Senin 22 Feb 2016 18:09 WIB

Pembayaran Cost Recovery Migas Diminta Transparan

Rep: Sapto Andika Candra/ Red: Nur Aini
Pekerja sedang berada di kilang minyak
Foto: ap
Pekerja sedang berada di kilang minyak

REPUBLIKA.CO.ID, JAKARTA -- Pemerintah diminta untuk terbuka soal cost recovery atau biaya yang dikembalikan pemerintah kepada kontraktor kontrak kerja sama (KKKS) atau perusahaan migas nasional yang telah masuk masa produksi atas suatu lapangan. Anggota Komisi VII DPR Harry Poernomo menilai, seharusnya ada bagian-bagian pekerjaan di dalam eksploitasi dan eksplorasi yang tidak masuk ke dalam cost recovery. Untuk itu, Harry meminta kepada Satuan Kerja Khusus Pelaksana Kegiatan Usaha Hulu Minyak dan Gas Bumi (SKK Migas) untuk menjelaskan detil mengenai pengeluaran cost recovery.

§ BAHAN YANG DISEDIAKAN
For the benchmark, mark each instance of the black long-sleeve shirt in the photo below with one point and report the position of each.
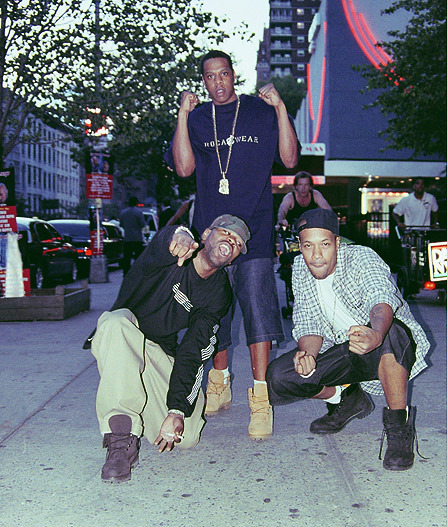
(166, 299)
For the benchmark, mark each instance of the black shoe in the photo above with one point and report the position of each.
(400, 434)
(354, 404)
(122, 450)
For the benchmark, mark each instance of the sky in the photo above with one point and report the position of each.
(256, 14)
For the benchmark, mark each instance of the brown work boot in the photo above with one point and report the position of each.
(218, 393)
(122, 449)
(261, 413)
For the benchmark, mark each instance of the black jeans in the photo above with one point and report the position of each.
(337, 366)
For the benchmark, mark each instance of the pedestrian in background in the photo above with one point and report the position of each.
(231, 142)
(132, 221)
(419, 208)
(303, 197)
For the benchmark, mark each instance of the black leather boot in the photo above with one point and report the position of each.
(354, 404)
(122, 450)
(400, 434)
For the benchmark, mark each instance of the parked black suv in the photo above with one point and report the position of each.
(47, 254)
(79, 233)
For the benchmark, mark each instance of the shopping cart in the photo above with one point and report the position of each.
(413, 268)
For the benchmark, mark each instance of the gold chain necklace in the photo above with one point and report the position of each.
(323, 308)
(224, 187)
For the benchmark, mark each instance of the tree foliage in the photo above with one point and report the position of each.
(291, 92)
(133, 65)
(39, 41)
(413, 85)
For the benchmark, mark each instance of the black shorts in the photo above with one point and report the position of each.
(337, 366)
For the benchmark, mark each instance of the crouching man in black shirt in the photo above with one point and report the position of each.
(150, 384)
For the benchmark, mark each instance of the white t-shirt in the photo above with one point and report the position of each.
(417, 211)
(335, 312)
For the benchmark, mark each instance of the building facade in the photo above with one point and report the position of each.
(47, 180)
(284, 49)
(356, 158)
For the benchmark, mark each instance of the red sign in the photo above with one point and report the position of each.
(437, 257)
(8, 216)
(26, 281)
(96, 242)
(99, 186)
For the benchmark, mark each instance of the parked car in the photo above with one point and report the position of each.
(79, 232)
(48, 255)
(151, 219)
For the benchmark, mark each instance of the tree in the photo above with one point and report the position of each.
(413, 85)
(148, 54)
(291, 92)
(37, 47)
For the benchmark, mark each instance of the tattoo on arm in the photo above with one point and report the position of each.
(381, 317)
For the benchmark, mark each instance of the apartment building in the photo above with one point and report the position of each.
(47, 180)
(284, 49)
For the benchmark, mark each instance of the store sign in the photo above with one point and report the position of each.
(313, 149)
(437, 258)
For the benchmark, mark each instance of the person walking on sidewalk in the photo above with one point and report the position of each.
(231, 142)
(303, 197)
(419, 208)
(351, 325)
(132, 221)
(148, 383)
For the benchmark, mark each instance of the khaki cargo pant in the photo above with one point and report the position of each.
(135, 375)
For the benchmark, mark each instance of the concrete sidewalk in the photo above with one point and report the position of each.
(51, 452)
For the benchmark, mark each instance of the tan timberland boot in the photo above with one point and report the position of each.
(261, 417)
(218, 394)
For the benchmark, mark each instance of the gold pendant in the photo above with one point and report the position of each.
(224, 187)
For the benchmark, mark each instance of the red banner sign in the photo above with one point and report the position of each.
(8, 222)
(99, 186)
(96, 242)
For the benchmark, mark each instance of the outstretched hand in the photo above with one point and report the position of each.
(183, 246)
(188, 101)
(363, 339)
(304, 364)
(170, 432)
(269, 94)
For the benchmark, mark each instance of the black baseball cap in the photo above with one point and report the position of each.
(233, 224)
(319, 219)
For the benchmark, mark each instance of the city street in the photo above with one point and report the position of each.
(51, 450)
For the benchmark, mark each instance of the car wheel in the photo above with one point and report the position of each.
(38, 278)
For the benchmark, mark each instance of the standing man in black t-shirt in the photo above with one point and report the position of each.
(231, 143)
(149, 382)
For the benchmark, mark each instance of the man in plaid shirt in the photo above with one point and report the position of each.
(352, 326)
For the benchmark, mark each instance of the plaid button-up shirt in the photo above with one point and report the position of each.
(362, 280)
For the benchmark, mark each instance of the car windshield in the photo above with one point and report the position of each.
(46, 232)
(74, 229)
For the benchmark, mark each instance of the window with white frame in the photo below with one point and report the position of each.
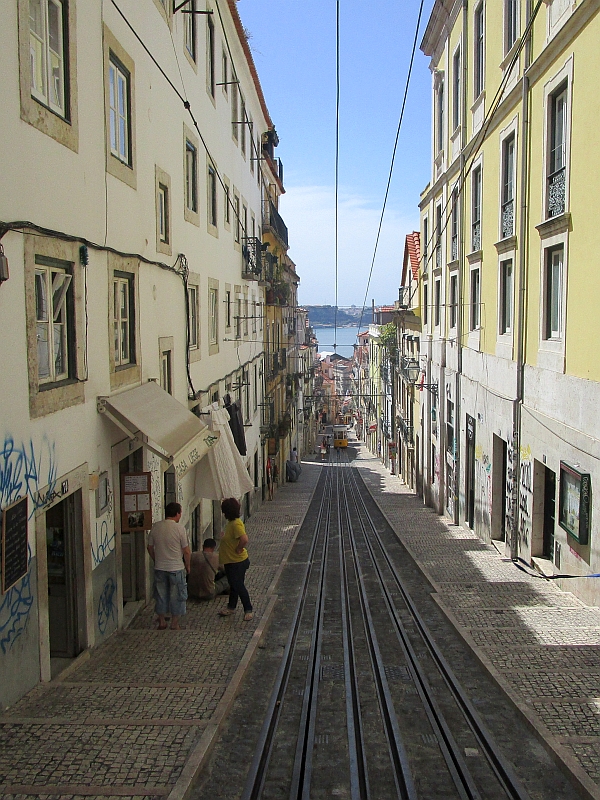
(557, 152)
(505, 315)
(507, 224)
(210, 55)
(193, 317)
(553, 291)
(212, 196)
(475, 300)
(54, 313)
(511, 24)
(123, 319)
(191, 176)
(456, 88)
(213, 314)
(476, 196)
(119, 110)
(189, 29)
(47, 49)
(478, 51)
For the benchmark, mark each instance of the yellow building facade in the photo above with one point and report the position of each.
(507, 280)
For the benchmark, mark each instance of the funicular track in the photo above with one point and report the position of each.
(365, 705)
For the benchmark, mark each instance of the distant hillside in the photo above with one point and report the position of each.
(324, 316)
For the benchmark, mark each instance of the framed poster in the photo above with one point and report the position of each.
(14, 543)
(136, 501)
(575, 502)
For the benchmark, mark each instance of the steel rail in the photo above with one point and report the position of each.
(405, 786)
(359, 776)
(499, 764)
(262, 754)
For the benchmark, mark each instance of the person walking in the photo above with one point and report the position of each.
(169, 549)
(234, 557)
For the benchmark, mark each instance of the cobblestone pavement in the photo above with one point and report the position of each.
(136, 717)
(540, 643)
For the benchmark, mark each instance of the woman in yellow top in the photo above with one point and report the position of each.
(234, 557)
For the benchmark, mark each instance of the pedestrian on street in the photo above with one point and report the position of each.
(234, 557)
(169, 549)
(205, 581)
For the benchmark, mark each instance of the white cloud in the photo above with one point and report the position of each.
(309, 213)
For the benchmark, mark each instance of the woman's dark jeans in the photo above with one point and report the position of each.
(236, 573)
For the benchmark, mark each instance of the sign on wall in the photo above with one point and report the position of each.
(14, 543)
(136, 501)
(575, 502)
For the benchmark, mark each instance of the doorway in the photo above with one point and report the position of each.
(64, 543)
(470, 473)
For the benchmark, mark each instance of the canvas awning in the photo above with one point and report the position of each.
(181, 438)
(223, 474)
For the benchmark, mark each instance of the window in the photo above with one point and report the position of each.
(479, 51)
(506, 296)
(212, 196)
(454, 226)
(47, 53)
(189, 29)
(191, 176)
(163, 213)
(119, 110)
(166, 371)
(192, 317)
(453, 300)
(123, 322)
(553, 281)
(225, 72)
(210, 55)
(475, 315)
(557, 161)
(213, 314)
(439, 116)
(456, 87)
(53, 313)
(508, 187)
(511, 23)
(476, 187)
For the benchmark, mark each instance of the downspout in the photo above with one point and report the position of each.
(459, 287)
(520, 344)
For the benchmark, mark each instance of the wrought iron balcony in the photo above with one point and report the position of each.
(557, 187)
(251, 258)
(508, 219)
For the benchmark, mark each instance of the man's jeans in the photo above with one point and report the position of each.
(170, 592)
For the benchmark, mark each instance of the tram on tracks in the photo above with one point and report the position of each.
(340, 436)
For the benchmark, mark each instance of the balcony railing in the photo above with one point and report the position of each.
(557, 187)
(251, 258)
(508, 219)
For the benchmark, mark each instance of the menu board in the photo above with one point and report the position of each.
(136, 501)
(14, 543)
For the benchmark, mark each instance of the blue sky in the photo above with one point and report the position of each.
(293, 44)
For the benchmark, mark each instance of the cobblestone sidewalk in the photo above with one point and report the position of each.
(136, 718)
(541, 644)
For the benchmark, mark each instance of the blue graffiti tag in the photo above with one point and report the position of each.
(23, 472)
(106, 604)
(105, 542)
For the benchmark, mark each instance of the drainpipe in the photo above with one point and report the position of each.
(520, 345)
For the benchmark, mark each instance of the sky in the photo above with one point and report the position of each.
(294, 44)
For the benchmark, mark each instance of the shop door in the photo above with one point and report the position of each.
(549, 512)
(130, 541)
(64, 539)
(470, 473)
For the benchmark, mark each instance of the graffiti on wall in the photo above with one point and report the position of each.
(106, 605)
(24, 470)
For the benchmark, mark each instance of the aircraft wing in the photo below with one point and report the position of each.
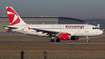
(9, 28)
(45, 31)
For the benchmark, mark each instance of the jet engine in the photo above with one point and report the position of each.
(65, 36)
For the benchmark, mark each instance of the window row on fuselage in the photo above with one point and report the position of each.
(59, 28)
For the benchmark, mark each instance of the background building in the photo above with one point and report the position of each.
(42, 20)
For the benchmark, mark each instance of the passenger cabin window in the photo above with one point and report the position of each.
(95, 28)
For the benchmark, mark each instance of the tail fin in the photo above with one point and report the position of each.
(14, 18)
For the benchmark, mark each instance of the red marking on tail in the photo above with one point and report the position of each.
(13, 16)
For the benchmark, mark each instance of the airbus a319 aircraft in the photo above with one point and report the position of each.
(56, 31)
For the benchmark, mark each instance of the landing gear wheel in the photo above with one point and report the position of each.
(52, 40)
(58, 40)
(88, 41)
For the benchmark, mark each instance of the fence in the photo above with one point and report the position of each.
(56, 56)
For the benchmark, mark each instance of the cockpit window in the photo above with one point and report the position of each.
(95, 28)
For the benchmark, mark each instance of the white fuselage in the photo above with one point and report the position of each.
(73, 29)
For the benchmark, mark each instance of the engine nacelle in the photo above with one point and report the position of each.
(65, 36)
(74, 38)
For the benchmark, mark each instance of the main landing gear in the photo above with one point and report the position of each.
(87, 39)
(57, 40)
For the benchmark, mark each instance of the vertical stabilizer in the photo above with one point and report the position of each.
(14, 18)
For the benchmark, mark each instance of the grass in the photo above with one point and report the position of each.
(54, 51)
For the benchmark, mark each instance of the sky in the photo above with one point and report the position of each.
(80, 9)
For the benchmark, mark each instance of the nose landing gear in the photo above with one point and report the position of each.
(87, 39)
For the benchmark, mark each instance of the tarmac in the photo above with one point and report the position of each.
(20, 34)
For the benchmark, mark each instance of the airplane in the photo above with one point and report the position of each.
(56, 31)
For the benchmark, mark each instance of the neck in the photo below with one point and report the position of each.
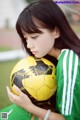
(55, 52)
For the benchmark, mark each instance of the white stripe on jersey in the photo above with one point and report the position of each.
(68, 91)
(69, 83)
(65, 78)
(74, 80)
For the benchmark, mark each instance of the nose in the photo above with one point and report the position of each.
(30, 44)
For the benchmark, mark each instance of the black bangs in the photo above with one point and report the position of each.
(27, 25)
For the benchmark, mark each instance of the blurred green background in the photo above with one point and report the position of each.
(9, 38)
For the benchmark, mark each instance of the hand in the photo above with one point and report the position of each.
(21, 100)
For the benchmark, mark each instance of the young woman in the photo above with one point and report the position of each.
(44, 30)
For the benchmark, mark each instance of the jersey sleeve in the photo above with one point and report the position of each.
(67, 76)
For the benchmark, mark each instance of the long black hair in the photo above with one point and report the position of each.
(48, 15)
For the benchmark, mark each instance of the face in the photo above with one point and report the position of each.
(40, 44)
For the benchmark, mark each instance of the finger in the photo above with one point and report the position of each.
(17, 90)
(11, 96)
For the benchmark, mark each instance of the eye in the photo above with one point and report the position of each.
(34, 37)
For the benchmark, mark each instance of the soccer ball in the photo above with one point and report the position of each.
(35, 77)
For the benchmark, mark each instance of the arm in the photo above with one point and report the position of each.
(23, 101)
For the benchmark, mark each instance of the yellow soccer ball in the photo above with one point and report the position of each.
(35, 77)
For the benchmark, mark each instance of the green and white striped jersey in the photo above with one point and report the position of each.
(68, 85)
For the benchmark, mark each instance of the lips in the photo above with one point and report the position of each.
(34, 52)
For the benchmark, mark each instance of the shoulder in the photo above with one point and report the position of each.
(67, 56)
(68, 61)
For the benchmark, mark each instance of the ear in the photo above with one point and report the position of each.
(56, 32)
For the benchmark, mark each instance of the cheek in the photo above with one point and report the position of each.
(45, 45)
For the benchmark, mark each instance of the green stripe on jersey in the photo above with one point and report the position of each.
(67, 75)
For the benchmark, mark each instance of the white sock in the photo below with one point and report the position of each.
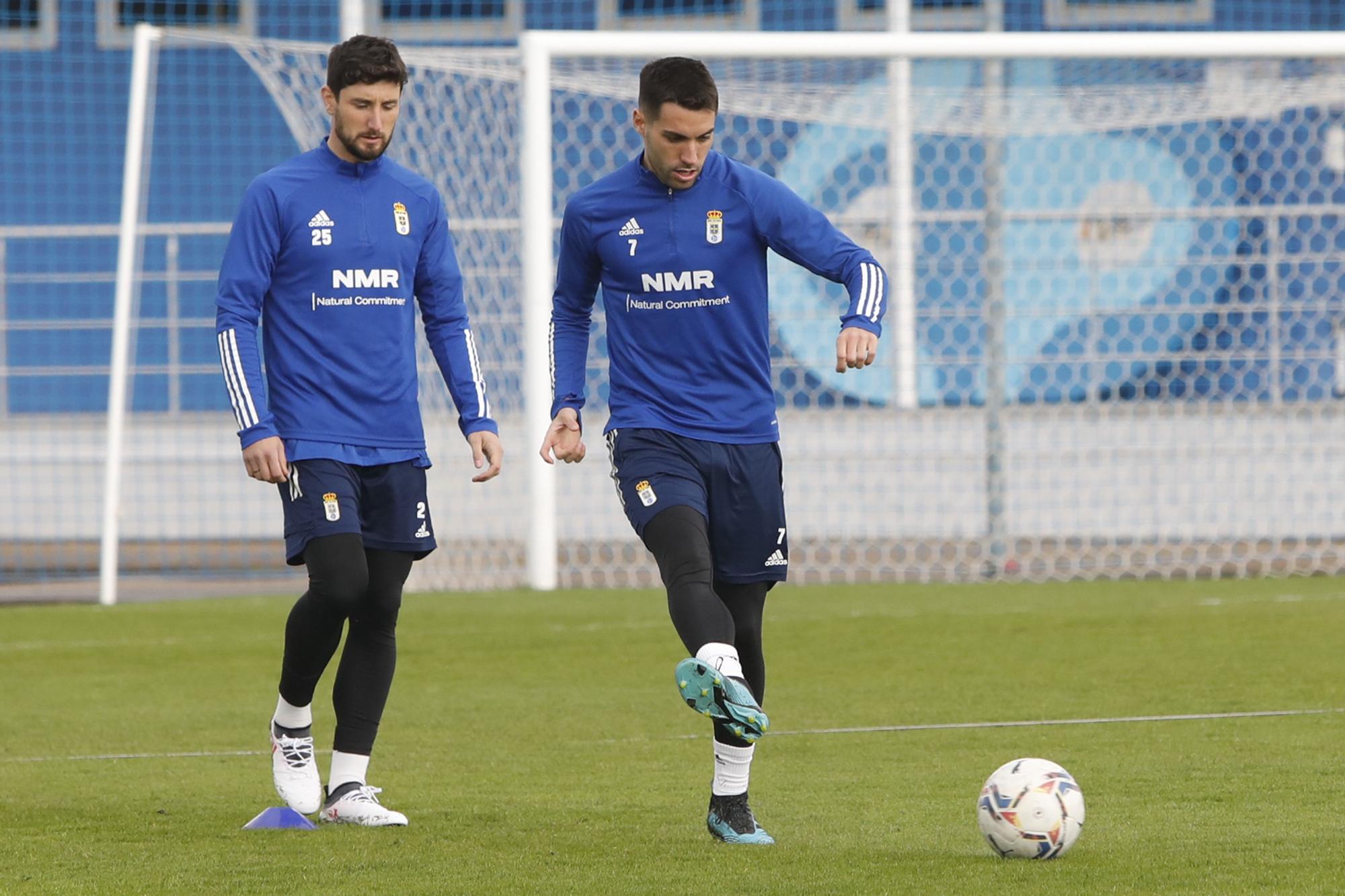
(293, 716)
(731, 768)
(723, 657)
(348, 767)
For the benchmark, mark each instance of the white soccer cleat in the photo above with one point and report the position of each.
(295, 772)
(357, 803)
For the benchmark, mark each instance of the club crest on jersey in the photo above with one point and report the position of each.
(715, 227)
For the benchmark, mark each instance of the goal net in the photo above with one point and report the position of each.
(1117, 352)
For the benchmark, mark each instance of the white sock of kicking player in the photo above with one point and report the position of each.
(346, 768)
(723, 657)
(732, 766)
(291, 716)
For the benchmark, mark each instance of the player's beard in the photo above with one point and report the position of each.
(356, 149)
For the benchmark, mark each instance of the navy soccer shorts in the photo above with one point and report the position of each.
(739, 489)
(385, 503)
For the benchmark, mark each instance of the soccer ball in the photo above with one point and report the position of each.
(1031, 809)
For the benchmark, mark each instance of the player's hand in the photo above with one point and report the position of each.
(564, 438)
(266, 459)
(486, 448)
(856, 349)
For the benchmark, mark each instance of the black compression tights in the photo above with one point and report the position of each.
(704, 610)
(346, 581)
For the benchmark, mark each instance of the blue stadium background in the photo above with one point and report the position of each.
(64, 107)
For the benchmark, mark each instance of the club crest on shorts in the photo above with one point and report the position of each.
(715, 227)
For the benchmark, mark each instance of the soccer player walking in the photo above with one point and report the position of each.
(679, 239)
(333, 248)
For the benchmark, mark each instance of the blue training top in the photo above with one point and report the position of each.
(334, 255)
(684, 280)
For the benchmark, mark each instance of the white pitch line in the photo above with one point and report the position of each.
(1262, 713)
(1038, 723)
(108, 756)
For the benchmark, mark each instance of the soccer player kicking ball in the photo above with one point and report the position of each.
(333, 248)
(677, 239)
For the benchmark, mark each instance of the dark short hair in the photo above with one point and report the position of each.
(365, 60)
(679, 80)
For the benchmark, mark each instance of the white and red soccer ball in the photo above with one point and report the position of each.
(1031, 809)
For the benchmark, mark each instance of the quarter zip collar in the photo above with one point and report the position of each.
(349, 169)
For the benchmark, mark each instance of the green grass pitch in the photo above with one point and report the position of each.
(537, 744)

§ TUGAS ANDA
a) Ringkaslah paragraf teks bacaan yang diawali "REPUBLIKA.CO.ID, JAKARTA -- Pemerintah diminta" menjadi daftar poin tanpa menghilangkan fakta-fakta utamanya.
b) Sambung teks bacaan tentang tuntutan keterbukaan cost recovery migas dengan menulis bagian berikutnya, mulai sesudah kalimat terakhirnya.
Item-item tersebut tidak berkaitan dengan teks bacaan.

§ JAWABAN TUGAS
a)
- Pemerintah diminta terbuka soal cost recovery, yaitu biaya yang dikembalikan pemerintah kepada kontraktor kontrak kerja sama (KKKS) atau perusahaan migas nasional yang sudah masuk masa produksi atas suatu lapangan.
- Anggota Komisi VII DPR Harry Poernomo menilai ada bagian pekerjaan dalam eksploitasi dan eksplorasi yang seharusnya tidak termasuk cost recovery.
- Ia meminta SKK Migas menjelaskan secara rinci pengeluaran cost recovery.

b)
"Ada pekerjaan yang tidak masuk ke recovery. Jadi kita bisa lihat apakah pekerjaannya benar atau tidak. Efisiensi apa yang bisa dilakukan oleh SKK Migas. Sehingga turun dan mengurangi APBN," kata Harry, Senin (22/2).

Harry menyebutkan, penurunan harga minyak dunia saja sudah memangkas pemasukan negara di sektor migas. Dengan cost recovery yang tak ikut berkurang, ia menilai, penerimaan negara sektor migas akan semakin terkuras.

"Cost recory ini akan memakan penerimaan migas," kata dia.

Kepala Satuan Kerja Khusus Pelaksana Kegiatan Hulu Minyak dan Gas Bumi (SKK Migas) Amien Sunaryadi menjelaskan, cost recovery terdiri atas nilai depresiasi, biaya eksplorasi dan pengembangan, biaya produksi, investment credit insentif, biaya administrasi, dan biaya unrecover.

Ia menambahkan, cost recovery didapat dari gross production dikurangi dengan first trans petroleum (FTP) untuk pemerintah, dan sisanya dikurangi biaya-biaya yang dikeluarkan.

"Kemudian ada profit share, dibagi pemerintah dan KKKS. Di sini diakumulasikan dengan pajak maka jadi bagian negara," kata Amien.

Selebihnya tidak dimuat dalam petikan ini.